Beginning at the line with "Find the oval", output each line to the end of the listing below exactly, please.

--

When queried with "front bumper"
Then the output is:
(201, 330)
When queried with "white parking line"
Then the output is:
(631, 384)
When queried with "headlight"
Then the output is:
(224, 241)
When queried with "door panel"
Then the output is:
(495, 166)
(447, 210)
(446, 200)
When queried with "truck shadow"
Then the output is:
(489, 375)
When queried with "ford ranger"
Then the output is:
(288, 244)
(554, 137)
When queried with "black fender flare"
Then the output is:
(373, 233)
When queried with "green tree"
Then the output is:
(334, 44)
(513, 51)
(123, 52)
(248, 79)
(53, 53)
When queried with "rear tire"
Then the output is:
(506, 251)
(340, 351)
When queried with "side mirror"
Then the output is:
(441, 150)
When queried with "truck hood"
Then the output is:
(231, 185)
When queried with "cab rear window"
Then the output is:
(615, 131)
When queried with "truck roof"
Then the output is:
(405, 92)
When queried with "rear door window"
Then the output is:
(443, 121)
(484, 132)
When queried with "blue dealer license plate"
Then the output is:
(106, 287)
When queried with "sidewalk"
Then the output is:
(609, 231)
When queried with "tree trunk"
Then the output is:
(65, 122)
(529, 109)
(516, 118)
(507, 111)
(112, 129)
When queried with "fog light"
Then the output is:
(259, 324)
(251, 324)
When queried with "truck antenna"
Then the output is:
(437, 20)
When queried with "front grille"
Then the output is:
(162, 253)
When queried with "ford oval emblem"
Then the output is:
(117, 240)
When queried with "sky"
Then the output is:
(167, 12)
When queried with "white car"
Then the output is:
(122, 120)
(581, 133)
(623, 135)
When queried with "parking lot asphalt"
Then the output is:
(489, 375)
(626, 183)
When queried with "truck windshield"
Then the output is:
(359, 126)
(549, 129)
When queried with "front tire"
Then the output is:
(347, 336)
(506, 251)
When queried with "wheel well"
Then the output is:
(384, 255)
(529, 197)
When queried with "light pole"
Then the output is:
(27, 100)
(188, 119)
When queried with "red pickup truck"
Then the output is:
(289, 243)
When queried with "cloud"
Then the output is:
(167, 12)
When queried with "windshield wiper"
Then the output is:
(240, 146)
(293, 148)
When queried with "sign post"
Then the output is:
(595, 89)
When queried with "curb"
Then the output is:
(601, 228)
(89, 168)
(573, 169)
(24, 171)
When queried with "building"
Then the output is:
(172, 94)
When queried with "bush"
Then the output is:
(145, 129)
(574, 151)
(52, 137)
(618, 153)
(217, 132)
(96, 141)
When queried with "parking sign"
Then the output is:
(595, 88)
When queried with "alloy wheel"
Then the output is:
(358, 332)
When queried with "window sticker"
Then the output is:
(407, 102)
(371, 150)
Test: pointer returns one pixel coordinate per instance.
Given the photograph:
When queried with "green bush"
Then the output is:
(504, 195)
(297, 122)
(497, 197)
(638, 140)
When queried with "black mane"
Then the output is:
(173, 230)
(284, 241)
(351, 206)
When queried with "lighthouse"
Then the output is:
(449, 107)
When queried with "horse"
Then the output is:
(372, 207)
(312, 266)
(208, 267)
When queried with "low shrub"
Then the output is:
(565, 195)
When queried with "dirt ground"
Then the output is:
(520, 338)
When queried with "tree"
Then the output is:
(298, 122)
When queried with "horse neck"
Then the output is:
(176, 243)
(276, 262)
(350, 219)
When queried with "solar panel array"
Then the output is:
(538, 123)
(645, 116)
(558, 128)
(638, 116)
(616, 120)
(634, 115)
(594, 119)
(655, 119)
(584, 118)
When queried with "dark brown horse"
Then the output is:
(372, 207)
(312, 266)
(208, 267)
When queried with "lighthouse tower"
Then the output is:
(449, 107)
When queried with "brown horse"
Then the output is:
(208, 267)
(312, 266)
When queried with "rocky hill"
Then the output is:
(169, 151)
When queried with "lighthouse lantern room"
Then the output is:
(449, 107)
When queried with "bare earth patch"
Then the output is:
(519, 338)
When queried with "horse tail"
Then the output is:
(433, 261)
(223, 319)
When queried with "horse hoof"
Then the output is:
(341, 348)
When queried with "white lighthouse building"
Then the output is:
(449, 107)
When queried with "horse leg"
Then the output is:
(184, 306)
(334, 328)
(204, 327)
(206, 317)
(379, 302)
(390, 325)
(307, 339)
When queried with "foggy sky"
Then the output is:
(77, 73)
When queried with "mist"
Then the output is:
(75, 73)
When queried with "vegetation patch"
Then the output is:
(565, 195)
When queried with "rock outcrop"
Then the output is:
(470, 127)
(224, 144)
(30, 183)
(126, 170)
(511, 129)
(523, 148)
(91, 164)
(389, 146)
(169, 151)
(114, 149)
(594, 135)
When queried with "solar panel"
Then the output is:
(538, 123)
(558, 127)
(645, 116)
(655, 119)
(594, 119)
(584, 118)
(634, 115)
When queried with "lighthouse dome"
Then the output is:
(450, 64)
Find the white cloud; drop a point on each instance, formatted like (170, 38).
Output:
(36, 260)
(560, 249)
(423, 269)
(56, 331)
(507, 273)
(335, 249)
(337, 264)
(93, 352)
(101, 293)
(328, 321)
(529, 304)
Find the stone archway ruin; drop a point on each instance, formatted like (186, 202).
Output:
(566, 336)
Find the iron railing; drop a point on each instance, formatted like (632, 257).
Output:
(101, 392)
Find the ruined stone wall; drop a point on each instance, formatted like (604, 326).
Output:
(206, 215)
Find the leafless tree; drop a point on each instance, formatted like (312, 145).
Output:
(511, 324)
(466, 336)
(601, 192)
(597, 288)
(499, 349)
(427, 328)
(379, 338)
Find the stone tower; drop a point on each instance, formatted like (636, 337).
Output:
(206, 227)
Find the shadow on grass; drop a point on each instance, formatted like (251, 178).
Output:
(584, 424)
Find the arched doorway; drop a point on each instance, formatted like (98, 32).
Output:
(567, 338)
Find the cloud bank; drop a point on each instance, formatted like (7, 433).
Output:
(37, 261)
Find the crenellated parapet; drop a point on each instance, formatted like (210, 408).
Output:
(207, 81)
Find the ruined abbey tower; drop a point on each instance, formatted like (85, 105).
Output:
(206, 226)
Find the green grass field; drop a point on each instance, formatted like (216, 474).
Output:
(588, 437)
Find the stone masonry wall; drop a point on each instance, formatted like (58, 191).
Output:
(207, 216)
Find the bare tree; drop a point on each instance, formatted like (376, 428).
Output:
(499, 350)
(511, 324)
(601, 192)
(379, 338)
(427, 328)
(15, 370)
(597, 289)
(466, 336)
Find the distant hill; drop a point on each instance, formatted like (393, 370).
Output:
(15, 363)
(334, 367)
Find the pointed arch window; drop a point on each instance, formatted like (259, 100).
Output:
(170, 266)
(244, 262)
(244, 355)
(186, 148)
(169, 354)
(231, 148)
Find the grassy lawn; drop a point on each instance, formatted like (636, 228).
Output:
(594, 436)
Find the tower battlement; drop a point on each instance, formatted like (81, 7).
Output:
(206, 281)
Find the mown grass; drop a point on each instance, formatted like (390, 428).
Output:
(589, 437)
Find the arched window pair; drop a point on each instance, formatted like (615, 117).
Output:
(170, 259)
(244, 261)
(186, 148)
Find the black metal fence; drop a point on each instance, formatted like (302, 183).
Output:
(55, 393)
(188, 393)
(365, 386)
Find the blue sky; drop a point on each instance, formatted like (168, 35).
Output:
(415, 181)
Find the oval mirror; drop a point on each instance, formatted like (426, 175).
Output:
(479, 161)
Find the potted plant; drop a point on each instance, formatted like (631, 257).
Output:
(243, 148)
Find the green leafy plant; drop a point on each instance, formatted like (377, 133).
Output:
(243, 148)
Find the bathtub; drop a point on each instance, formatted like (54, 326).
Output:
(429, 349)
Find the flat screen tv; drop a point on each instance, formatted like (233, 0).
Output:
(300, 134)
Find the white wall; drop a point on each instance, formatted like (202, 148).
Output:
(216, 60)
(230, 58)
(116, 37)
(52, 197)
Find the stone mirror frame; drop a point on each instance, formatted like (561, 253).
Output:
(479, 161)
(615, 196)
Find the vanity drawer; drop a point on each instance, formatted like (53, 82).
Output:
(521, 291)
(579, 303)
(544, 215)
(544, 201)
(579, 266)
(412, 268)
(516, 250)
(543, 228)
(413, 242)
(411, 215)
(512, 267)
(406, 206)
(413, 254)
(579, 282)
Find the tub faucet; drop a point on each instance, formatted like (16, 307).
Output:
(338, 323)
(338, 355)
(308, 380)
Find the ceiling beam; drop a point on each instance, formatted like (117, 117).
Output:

--

Response below
Find the oval mirror; drop a point on each instance, formatted like (426, 175).
Output:
(479, 161)
Find the potted plant; drop a point on each instance, formatted like (631, 257).
Output:
(243, 148)
Find the green leafy plant; drop a point on each instance, formatted like (377, 133).
Output:
(243, 148)
Find the bathtub; drop a point on each instance, formatted like (54, 326).
Output:
(429, 349)
Find the flat screen tv; drop a point on each instance, formatted like (233, 0).
Output:
(300, 134)
Find the white wall; drop a point on each instance, formatted like (202, 148).
Output:
(216, 60)
(230, 58)
(116, 37)
(52, 197)
Find the stone mirror frame; drop a point on each instance, formatted like (561, 253).
Output:
(479, 161)
(615, 196)
Find the vanity drawer; drop a point on each instance, formatted like (53, 82).
Output:
(521, 291)
(579, 303)
(544, 215)
(544, 201)
(579, 266)
(412, 268)
(516, 250)
(543, 228)
(413, 242)
(411, 215)
(512, 267)
(406, 206)
(413, 254)
(579, 282)
Find the tub faucet; drop a point on each instance, formatted like (16, 307).
Output:
(338, 323)
(338, 355)
(308, 380)
Find the ceiling beam; drop a point on each instance, formatted like (117, 117).
Output:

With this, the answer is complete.